(Dataset entries)
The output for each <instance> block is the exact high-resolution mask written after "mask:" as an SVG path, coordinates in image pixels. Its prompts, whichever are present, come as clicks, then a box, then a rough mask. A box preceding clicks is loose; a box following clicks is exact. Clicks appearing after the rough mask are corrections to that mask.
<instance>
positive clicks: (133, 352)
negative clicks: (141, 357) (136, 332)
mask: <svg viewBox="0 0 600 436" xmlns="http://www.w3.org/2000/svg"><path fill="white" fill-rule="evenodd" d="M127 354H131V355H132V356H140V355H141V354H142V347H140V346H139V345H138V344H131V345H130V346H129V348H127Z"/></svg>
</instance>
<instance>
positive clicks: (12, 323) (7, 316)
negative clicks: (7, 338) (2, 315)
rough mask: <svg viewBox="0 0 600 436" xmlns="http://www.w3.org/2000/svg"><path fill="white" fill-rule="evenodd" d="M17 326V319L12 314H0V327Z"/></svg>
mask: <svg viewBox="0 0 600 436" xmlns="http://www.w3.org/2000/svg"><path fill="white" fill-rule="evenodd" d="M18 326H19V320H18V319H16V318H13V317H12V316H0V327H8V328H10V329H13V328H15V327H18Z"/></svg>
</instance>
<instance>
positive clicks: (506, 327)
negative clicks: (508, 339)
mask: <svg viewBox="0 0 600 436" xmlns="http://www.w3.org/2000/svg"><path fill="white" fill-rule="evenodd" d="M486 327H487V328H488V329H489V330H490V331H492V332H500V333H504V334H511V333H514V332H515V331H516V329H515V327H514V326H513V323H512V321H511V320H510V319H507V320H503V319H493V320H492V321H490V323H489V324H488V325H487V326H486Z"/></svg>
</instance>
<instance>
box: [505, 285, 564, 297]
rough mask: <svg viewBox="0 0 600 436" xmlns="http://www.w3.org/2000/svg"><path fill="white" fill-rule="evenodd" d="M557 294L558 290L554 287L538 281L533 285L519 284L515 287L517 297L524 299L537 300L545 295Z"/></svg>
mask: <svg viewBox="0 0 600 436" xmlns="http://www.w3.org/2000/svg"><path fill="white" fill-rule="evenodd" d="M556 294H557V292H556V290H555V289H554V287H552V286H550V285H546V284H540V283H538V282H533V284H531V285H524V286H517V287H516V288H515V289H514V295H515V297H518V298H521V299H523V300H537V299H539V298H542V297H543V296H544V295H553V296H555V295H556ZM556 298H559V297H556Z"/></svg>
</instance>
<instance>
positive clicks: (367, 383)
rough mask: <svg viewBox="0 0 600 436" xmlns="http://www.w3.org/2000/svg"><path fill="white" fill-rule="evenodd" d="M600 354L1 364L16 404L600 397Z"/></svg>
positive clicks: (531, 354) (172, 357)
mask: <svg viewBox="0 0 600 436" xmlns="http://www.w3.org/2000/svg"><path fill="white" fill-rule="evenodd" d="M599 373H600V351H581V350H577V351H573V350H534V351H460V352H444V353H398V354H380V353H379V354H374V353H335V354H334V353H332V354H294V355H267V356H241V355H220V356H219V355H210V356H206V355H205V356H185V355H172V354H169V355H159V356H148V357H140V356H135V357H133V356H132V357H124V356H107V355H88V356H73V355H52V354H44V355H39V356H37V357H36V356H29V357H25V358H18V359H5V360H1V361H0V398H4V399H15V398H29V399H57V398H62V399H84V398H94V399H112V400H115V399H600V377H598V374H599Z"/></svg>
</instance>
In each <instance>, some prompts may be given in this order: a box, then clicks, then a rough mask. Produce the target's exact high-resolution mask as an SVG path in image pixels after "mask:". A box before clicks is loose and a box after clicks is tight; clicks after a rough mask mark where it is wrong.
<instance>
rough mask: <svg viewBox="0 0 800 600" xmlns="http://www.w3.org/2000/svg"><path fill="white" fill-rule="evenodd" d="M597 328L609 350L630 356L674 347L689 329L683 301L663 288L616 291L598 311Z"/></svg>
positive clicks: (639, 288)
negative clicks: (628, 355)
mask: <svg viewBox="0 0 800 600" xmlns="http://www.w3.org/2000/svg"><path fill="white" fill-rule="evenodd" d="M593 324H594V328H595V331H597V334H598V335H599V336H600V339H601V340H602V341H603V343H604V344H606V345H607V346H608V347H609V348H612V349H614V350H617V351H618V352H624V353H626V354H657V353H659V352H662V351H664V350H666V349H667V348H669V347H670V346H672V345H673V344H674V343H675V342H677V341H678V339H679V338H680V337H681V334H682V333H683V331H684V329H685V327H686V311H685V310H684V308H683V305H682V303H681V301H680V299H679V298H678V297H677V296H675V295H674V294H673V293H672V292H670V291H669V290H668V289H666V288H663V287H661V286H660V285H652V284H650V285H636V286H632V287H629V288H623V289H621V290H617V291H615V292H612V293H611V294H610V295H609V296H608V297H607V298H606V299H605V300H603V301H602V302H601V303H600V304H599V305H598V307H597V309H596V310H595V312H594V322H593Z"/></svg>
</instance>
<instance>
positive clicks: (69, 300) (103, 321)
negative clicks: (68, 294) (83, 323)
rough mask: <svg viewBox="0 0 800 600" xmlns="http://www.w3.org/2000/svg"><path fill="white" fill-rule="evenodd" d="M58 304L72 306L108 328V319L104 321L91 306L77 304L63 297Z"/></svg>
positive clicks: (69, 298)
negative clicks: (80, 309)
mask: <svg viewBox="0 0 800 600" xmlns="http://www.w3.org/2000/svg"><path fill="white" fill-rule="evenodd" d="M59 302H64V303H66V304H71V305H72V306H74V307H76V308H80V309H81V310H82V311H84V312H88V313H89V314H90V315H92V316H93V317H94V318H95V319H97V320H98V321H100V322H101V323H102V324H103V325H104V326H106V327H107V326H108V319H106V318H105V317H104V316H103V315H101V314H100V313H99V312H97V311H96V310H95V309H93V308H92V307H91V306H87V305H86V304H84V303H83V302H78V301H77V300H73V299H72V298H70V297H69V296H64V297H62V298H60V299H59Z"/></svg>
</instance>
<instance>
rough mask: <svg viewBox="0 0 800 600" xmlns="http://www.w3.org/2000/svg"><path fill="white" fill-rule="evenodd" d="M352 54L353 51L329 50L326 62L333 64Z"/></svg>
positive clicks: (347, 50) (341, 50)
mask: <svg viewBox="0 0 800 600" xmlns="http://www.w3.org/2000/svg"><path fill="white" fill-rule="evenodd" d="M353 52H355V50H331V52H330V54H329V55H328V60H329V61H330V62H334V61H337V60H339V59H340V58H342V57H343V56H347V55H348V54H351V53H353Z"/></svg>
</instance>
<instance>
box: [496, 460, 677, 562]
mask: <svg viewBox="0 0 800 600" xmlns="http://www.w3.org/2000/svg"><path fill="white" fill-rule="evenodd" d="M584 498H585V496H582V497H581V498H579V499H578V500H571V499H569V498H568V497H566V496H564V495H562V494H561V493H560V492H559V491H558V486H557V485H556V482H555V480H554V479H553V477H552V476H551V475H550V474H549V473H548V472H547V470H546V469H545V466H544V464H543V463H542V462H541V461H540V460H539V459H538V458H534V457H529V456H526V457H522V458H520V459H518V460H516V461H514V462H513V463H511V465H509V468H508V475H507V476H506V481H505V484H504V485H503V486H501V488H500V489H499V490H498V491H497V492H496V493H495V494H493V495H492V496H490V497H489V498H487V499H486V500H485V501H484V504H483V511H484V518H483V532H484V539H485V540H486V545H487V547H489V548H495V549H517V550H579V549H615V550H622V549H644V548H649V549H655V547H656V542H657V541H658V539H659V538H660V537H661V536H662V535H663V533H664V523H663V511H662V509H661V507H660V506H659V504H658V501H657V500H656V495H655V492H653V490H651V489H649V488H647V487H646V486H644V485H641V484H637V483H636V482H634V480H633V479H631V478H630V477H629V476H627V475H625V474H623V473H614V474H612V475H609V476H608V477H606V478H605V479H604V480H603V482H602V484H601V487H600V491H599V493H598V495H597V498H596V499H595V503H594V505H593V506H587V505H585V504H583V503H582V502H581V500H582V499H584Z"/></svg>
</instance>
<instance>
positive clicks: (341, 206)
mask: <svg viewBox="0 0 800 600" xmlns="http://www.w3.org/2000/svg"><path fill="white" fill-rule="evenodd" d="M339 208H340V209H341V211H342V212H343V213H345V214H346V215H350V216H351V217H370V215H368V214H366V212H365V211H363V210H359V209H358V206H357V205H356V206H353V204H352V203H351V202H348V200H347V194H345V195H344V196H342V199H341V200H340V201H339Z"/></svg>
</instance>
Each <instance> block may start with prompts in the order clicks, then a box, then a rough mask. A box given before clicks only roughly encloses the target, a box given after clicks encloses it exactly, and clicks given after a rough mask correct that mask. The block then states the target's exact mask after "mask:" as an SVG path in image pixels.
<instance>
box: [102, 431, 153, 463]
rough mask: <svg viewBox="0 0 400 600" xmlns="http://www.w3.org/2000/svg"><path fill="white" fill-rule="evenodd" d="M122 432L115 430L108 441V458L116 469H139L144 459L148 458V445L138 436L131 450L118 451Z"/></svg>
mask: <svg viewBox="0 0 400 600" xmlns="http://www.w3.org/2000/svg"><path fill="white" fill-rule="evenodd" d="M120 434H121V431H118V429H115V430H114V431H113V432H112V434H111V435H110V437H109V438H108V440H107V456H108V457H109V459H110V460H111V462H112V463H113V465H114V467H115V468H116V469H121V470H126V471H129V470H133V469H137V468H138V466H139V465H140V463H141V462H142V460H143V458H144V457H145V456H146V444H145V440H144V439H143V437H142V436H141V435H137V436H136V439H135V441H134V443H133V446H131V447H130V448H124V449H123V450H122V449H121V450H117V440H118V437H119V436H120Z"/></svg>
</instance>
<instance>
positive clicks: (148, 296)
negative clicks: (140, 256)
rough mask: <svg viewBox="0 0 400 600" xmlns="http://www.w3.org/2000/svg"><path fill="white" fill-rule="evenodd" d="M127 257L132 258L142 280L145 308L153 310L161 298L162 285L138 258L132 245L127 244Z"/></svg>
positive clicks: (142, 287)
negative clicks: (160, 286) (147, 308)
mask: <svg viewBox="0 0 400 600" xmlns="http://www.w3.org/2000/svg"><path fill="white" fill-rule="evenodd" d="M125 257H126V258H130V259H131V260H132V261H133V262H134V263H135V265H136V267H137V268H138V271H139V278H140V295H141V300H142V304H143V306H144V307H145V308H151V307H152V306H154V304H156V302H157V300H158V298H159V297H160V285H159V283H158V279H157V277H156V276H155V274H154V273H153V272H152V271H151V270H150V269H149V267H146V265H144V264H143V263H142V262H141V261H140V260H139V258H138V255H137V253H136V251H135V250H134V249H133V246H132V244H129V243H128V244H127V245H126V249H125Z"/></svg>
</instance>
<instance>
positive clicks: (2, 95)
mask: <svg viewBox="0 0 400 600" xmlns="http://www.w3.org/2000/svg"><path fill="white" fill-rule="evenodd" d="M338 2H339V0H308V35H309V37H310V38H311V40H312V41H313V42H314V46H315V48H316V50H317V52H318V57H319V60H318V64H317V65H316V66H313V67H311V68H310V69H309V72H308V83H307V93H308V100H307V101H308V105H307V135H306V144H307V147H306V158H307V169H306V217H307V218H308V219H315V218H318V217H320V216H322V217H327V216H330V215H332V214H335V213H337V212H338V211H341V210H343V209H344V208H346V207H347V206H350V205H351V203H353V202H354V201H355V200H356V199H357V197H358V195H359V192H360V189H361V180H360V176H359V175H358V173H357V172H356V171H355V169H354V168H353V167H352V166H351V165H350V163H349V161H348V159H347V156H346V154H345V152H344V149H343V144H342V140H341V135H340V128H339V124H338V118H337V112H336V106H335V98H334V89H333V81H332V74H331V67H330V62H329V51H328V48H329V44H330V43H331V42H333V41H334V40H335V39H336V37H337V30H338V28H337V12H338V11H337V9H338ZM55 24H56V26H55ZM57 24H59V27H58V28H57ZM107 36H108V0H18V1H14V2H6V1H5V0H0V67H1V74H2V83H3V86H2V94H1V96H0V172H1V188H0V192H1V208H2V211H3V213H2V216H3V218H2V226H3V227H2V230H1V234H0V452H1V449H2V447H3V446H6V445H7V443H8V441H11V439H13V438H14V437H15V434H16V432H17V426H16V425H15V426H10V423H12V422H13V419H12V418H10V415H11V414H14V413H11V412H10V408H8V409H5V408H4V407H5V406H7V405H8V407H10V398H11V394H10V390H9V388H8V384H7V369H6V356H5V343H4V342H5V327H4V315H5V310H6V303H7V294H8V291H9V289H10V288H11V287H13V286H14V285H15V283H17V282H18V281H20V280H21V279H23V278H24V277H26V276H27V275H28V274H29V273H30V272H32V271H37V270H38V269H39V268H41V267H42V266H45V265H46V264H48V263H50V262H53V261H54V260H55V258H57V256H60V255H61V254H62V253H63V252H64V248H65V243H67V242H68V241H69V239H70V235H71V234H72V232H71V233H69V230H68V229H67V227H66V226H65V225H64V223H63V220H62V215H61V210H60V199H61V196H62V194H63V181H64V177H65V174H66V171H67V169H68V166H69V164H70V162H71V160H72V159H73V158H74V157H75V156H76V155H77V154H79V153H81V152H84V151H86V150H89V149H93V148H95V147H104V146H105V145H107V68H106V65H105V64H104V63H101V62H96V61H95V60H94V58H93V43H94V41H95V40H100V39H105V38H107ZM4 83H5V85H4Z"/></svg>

- **What needs to be done**
Lines holding the string "prompts" must be copied out of the entries above.

- **Problem solution**
The output for each <instance> block is the exact high-resolution mask written after "mask:" as an SVG path, coordinates in image pixels. Its prompts, whichever are present, come as clicks, then a box, then a rough mask. A box preceding clicks is loose; a box following clicks is exact. Clicks appearing after the rough mask are corrections to that mask.
In each <instance>, some prompts may be given in this order: a box, then clicks, then a rough mask. Produce the target's exact high-resolution mask as an SVG path in image pixels after "mask:". A box before clicks is loose and a box after clicks is tight; clicks after a rough mask mark where it is wrong.
Each <instance> block may start with prompts in the order clicks, then a box, then a rough mask. A box given before clicks only roughly encloses the target, a box given after clicks encloses it exactly, and clicks given after a rough mask correct that mask. The block then states the target's exact mask after "mask:" as an SVG path in image pixels.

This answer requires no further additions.